# Records for the task
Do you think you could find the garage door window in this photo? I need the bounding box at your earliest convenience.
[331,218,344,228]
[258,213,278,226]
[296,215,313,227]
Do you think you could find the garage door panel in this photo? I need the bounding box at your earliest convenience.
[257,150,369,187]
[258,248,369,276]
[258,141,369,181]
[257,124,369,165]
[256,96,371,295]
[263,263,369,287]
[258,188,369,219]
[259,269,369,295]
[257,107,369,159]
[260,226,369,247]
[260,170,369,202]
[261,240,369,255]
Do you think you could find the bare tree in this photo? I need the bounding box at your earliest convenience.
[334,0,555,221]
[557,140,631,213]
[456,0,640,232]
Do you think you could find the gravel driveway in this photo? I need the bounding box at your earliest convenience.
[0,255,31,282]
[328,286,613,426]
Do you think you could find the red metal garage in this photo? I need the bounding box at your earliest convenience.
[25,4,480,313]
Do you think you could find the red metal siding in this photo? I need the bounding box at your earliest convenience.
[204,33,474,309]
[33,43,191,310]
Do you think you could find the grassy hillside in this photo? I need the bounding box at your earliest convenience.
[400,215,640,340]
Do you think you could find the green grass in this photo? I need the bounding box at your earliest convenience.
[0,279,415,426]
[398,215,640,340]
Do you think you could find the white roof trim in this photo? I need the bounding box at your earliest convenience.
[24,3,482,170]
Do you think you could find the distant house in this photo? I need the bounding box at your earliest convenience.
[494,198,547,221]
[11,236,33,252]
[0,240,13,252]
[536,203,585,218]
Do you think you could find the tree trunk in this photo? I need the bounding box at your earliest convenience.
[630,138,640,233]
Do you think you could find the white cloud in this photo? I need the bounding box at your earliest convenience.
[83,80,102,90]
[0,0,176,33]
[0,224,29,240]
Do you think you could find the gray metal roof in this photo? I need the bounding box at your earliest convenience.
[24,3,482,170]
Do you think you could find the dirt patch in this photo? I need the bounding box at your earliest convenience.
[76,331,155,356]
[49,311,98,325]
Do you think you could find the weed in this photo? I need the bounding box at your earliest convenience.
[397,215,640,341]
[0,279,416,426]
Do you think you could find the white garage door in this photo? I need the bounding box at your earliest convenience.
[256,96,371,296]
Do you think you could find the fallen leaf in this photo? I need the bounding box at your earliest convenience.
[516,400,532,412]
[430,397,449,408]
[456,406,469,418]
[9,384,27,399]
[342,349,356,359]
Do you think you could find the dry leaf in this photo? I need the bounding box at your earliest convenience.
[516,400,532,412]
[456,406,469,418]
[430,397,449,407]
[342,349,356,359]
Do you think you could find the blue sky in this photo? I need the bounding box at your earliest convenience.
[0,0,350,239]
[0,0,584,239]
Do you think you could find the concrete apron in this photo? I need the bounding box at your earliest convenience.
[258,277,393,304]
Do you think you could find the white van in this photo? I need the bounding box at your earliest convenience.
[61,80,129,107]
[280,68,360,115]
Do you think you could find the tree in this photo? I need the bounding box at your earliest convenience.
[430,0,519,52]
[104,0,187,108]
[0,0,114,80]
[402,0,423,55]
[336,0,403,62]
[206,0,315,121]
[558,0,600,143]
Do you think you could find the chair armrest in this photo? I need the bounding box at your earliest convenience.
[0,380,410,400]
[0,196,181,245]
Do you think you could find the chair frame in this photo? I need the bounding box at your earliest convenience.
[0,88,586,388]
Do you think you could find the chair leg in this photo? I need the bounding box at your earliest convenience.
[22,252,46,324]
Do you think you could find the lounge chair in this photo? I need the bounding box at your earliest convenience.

# The request
Rewrite the listing above, putting "as soon as possible" wherever "at your earliest convenience" appears and changing nothing else.

# Solution to this exercise
Do you think you could find the garage door window in this photo? I need the bounding box as soon as possible.
[331,218,344,228]
[258,213,278,226]
[296,215,313,227]
Do you think you could find the garage door panel in this photo? I need the bounding box as soon as possible.
[257,150,369,187]
[258,248,369,276]
[258,141,369,181]
[257,124,369,165]
[256,96,371,295]
[263,263,369,287]
[258,188,369,219]
[259,269,369,295]
[257,107,369,159]
[260,226,369,247]
[260,170,369,202]
[261,240,369,255]
Do you think you could find the bare tree in this photo? I need the bounding box as soon as possible.
[334,0,555,221]
[557,140,631,213]
[456,0,640,232]
Do you think you could find the gravel driveway in this photo? I need the bounding box as soon as possible.
[0,255,31,282]
[328,286,613,426]
Do you think you could find the red metal garage in this photo? I need the bounding box as soon as possible.
[25,4,480,313]
Do you think you could find the red metal siding in this photo? I need the bounding box as soon as possible.
[204,33,474,309]
[33,43,191,310]
Do you think you could find the grassy hillside in this photo? I need the bounding box as soon as possible.
[400,215,640,340]
Do you think you could find the green grass in this photo? I need the bounding box as soon as possible.
[0,279,415,426]
[398,215,640,340]
Do you think you could find the white roof trim in this photo? I need the bounding box as soon as possible.
[24,3,482,170]
Do you think you could find the distant house in this photo? I need the bounding box as soon as possible.
[494,198,547,221]
[11,236,33,252]
[0,240,13,252]
[536,203,585,218]
Do you think you could find the tree trunk in this photo? I need the bounding box as soon as possible.
[630,138,640,233]
Do you think you could find the white cloud in this photo? I need the bounding box as soon as possible.
[83,80,102,90]
[0,0,176,33]
[0,224,29,240]
Do you think you could find the gray metal roof in this photo? I need the bounding box as soon as possible.
[24,3,482,170]
Do you think you could find the dirt patch in this photo? I need the bounding box as soon as possible.
[76,331,155,356]
[49,311,98,325]
Do you think you could find the weed in this photo? I need the bounding box as soon as possible.
[397,215,640,341]
[0,279,416,426]
Do you think you could find the white garage door in this photo? I need the bounding box as soon as possible.
[256,96,371,296]
Do you think you could find the fallen leaf in this photo? I need the bounding box as soon as possible.
[516,400,532,412]
[430,397,449,408]
[456,406,469,418]
[9,384,27,399]
[342,349,356,359]
Do you think you could find the dry leaf in this photo? I need the bounding box as soon as possible.
[516,400,532,412]
[456,406,469,418]
[430,397,449,407]
[342,349,356,359]
Do you think you could find the blue sky in this photo? I need the bounding box as soon as possible.
[0,0,350,239]
[0,0,584,239]
Do you think you could find the concrete apron in this photo? I need the bounding box as soon as possible.
[258,277,393,304]
Do you think you could find the white van in this photo? I need the bounding box as soon as possible.
[61,80,129,107]
[280,68,360,115]
Do you think you could find the tree in this photo? I need the bounding box as soon as possible.
[430,0,519,52]
[104,0,187,108]
[0,0,114,80]
[402,0,423,55]
[336,0,403,62]
[206,0,315,121]
[558,0,600,143]
Do you think you could find the chair armrest in this photo? I need the bounding box as soon as possible.
[0,380,410,400]
[0,196,181,245]
Do you think you could find the chair frame in this photo? I need the bounding box as soon as possible.
[0,88,586,388]
Do you think you could find the chair leg in this photo? I need the bounding box as soon as possible.
[22,252,46,324]
Do you think you could find the lounge chair in this photo? I need the bounding box as soon as possible.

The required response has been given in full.